→ Exercise directions
Restate word for word the lines beginning with the one that contains "Exercise. Mark the hillside" and ending at the bottom of the records below, both included.

══ Provided material ══

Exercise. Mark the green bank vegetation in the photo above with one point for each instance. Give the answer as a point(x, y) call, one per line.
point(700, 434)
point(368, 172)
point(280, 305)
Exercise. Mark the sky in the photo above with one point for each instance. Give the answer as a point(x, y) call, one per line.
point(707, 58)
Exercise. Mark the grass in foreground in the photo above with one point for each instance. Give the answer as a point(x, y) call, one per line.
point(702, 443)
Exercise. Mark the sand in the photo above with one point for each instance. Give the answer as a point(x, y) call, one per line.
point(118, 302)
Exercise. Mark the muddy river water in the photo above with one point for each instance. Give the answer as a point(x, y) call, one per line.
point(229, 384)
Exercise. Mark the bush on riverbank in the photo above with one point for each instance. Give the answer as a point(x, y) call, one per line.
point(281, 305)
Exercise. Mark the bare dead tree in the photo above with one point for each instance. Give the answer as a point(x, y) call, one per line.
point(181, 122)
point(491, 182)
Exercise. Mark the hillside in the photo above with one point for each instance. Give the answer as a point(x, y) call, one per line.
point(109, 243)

═══

→ Result
Exercise. Mark the hillside in the photo above with one point for each instance. Give the answer as a point(x, y) call, one per line.
point(109, 243)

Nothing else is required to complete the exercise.